TASK PROMPT:
Return every line below exactly, without dropping any.

DATA RECORDS:
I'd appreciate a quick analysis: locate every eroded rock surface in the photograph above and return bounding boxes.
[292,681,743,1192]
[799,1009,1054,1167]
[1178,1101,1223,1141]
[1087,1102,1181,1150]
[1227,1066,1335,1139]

EXERCISE OUTPUT:
I'd appreciate a quick analysis: locate every eroded rock surface in the photograph above and return bounding boxes.
[292,681,743,1192]
[799,1009,1054,1167]
[1178,1101,1223,1141]
[1087,1102,1181,1150]
[1227,1066,1335,1139]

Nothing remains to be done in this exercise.